There are other aspects of divorce laws in which Jewish and Islamic law were at first largely in agreement, but later drew apart owing to the dynamic and adaptive nature of Jewish law. Thus, in Jewish law as represented by the Mishnah (Yev. 14:1), later also accepted by the geonim in Iraq, "While a woman may be divorced of her own free will or against her will, a man can give divorce only of his own free will." Even more extreme was the attitude of R. Akiva, who taught that a husband may divorce his wife virtually at will, "even if he finds another woman more beautiful than she is" (Mishnah, Gitt. 9:10). The divorce procedure, too, is a private affair, with no involvement of the religious court. These aspects also exist in Islamic law as practiced (except for the halakhic requirement that the writ of divorce be handed to the woman, for which there is no parallel in Islamic law, and the biblical prohibition of remarrying one's divorced wife if she herself had remarried in the meantime). Jewish law, however, as practiced by Ashkenazic Jews, was radically altered by an enactment, attributed to R. Gershom Me'or ha-Golah (Germany, 11th century), forbidding a husband to divorce his wife against her will. Another gap was thus formed between (Ashkenazic) Jewish law and Islamic law.
Another example of this pattern is the question of the lineage of a child of a mixed marriage, which in the Bible, according to critical consensus, was based on patrilineal descent, whether in marriages between Jews or between a Jew and a non-Jew. This principle was later superseded by that of matrilineal descent, based on a midrashic exposition of Scripture, in response to changing realities. The Mishnah reports the final stage in a process of halakhic change that had presumably begun beforehand, which ultimately became the halakhic norm: "Whatever [woman] cannot be betrothed to that particular person or with others, the issue follows her status; this is the case with the issue of a bondmaid or a gentile woman" (Kid. 3:12). Islamic law, however, maintained the principle of patrilineal descent (probably because Islamic law permits a Muslim man to marry a non-Muslim woman).
At times, the change in Jewish law can be attributed to changed values in the rabbinic world, such as the midrashic redefinition of the term na'arah (unmarried girl), previously understood as designating status (as in the Bible): the Midrash redefines the term as denoting a young girl between certain age limits, so that a woman beyond those limits was considered independent. By contrast, in some schools of Islamic law, the cognate term continued to designate status, the girl remaining under her father's authority irrespective of her age. Similarly, the rabbinic interpretation of the scriptural verse "an eye for an eye" as referring not to physical retribution but to monetary compensation, has no parallel in Islamic law, which has retained the literal meaning of the phrase.
Both Islamic and Jewish law recognized the legitimacy of disagreement and legal pluralism, epitomized in the latter by the talmudic saying, "Both [conflicting opinions] represent the words of the living God." In Islamic law, however, this principle received prominent normative significance, in the sense that it granted equal status to different legal schools. This situation made adjustment to changing realities possible by transferring the focus of legal development from the text to the personality at the head of a particular school. A diversity of opinions was thus generated, making for a more flexible machinery of legal decision and somewhat compensating for the lack of dynamic sources of the law. Jewish law, however, from the start, adopted a rigid system of decision rules, unparalleled in Islamic law, meant to guide the halakhic decisor in dealing with differences of opinion. This somewhat limited the Halakhist's freedom to deviate from the halakhic text.

####

## Things to do
1) Do these statements agree with the passage on Jewish and Islamic law? For each, answer yes or no and quote the words that decide it. (a) An enactment attributed to R. Gershom Me'or ha-Golah stopped a husband from divorcing his wife against her will. (b) Islamic law took up the principle of matrilineal descent. (c) Islamic law had a rigid system of decision rules for handling differences of opinion.
2) Retype the section of the passage on Jewish and Islamic law that begins with the words containing "At times, the" and ends with "of the phrase.".
None of the entries relate to the passage.

####

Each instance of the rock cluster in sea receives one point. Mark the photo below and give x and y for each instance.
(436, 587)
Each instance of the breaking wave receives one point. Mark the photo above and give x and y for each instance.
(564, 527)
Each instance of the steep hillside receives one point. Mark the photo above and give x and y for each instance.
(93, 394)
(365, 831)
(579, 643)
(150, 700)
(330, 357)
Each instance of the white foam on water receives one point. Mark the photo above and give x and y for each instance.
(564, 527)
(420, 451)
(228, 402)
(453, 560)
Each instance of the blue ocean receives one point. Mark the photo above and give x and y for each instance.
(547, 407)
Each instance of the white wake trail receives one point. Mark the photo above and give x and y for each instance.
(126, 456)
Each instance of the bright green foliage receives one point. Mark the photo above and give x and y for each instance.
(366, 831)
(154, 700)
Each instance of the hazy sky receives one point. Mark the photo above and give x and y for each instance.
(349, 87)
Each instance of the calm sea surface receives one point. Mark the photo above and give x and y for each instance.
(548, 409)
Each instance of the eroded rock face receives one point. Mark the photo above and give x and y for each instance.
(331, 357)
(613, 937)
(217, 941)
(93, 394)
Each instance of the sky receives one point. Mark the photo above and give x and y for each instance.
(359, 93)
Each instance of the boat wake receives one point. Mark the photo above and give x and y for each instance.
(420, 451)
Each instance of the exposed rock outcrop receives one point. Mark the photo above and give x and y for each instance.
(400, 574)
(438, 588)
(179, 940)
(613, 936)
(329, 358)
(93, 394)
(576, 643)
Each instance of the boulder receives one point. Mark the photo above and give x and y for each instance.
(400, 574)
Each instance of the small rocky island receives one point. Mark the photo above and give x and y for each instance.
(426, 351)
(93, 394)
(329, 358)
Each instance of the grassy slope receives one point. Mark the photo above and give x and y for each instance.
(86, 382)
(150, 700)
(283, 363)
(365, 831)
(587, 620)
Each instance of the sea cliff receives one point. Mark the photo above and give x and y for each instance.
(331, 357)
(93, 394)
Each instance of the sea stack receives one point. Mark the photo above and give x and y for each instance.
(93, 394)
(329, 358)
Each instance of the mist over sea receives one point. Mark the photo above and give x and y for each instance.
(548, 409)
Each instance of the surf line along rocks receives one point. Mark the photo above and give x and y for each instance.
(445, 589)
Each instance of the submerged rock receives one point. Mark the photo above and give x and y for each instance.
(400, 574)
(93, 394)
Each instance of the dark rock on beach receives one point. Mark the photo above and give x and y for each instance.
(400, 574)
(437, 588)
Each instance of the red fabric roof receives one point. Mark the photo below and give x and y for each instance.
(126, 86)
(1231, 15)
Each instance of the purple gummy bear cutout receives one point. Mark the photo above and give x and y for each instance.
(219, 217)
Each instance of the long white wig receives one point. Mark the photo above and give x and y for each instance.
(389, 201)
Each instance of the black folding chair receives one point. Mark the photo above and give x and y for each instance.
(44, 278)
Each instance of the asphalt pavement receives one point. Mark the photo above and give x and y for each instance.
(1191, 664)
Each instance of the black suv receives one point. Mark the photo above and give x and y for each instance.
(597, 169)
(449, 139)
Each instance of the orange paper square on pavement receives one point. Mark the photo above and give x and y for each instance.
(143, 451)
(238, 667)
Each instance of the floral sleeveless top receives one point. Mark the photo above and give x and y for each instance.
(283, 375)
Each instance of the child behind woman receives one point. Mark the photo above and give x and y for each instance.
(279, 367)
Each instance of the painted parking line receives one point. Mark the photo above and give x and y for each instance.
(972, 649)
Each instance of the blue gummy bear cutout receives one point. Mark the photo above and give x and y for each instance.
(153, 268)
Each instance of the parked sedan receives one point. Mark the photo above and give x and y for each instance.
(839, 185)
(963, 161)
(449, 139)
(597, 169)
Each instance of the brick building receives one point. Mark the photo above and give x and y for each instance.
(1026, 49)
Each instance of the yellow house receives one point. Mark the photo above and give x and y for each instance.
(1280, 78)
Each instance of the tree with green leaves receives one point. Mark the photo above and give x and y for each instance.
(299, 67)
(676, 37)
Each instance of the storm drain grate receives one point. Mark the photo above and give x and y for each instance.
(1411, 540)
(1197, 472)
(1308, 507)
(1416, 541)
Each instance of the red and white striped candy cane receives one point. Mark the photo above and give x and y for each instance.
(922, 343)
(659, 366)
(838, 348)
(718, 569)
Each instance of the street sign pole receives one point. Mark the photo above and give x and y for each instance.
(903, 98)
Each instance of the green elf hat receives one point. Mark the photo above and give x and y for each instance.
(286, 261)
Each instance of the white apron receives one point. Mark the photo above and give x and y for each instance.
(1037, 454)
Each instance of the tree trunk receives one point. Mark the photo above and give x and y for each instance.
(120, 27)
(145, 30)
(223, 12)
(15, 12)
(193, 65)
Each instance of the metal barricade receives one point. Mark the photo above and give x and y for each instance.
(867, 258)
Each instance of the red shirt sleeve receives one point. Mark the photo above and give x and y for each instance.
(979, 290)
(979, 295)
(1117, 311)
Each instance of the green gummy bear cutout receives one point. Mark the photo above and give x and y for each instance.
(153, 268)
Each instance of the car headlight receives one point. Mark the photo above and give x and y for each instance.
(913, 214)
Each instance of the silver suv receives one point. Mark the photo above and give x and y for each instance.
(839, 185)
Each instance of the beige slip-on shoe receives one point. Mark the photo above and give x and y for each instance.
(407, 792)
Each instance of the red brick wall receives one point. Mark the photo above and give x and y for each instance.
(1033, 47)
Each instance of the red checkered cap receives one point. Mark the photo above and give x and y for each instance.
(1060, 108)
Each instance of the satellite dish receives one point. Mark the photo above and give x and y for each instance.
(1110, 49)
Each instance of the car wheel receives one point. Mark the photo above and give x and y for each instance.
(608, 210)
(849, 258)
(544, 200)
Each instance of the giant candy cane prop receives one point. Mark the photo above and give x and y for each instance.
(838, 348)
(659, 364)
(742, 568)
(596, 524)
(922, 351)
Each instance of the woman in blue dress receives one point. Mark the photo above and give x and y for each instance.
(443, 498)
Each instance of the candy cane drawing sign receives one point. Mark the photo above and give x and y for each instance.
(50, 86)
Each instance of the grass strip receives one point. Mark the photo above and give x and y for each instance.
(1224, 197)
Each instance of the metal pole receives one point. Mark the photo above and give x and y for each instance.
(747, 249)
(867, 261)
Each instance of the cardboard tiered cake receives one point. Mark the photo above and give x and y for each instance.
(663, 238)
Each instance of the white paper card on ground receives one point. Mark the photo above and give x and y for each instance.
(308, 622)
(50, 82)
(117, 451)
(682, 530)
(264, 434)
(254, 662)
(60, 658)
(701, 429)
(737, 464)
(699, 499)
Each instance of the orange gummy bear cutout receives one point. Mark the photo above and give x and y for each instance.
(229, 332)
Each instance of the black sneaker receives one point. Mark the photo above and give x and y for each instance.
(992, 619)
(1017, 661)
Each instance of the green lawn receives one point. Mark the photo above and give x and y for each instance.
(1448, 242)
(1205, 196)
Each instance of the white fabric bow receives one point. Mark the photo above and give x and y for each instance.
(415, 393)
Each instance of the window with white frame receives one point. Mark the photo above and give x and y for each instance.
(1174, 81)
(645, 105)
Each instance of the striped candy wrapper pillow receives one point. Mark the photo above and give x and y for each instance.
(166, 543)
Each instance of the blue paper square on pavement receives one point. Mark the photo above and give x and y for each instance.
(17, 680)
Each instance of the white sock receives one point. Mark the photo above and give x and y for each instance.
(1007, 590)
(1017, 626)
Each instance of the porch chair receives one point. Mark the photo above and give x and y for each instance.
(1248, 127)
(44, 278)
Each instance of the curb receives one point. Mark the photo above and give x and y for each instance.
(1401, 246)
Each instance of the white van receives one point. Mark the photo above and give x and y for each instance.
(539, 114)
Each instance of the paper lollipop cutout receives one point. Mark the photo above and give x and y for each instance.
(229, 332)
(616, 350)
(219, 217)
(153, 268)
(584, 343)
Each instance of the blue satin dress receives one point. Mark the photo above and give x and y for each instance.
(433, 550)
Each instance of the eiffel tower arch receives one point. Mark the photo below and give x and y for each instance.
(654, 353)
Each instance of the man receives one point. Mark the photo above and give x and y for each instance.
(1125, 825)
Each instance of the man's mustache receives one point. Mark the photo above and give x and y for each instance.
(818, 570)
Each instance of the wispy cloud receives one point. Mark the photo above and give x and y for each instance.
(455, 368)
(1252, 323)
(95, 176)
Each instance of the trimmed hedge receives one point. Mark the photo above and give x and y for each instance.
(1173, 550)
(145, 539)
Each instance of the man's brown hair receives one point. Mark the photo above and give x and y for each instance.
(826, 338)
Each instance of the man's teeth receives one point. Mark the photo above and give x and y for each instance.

####

## Solutions to the tasks
1)
(a) Yes: "forbidding a husband to divorce his wife against her will"
(b) No: "Islamic law, however, maintained the principle of patrilineal descent"
(c) No: "Jewish law, however, from the start, adopted a rigid system of decision rules, unparalleled in Islamic law"

2)
At times, the change in Jewish law can be attributed to changed values in the rabbinic world, such as the midrashic redefinition of the term na'arah (unmarried girl), previously understood as designating status (as in the Bible): the Midrash redefines the term as denoting a young girl between certain age limits, so that a woman beyond those limits was considered independent. By contrast, in some schools of Islamic law, the cognate term continued to designate status, the girl remaining under her father's authority irrespective of her age. Similarly, the rabbinic interpretation of the scriptural verse "an eye for an eye" as referring not to physical retribution but to monetary compensation, has no parallel in Islamic law, which has retained the literal meaning of the phrase.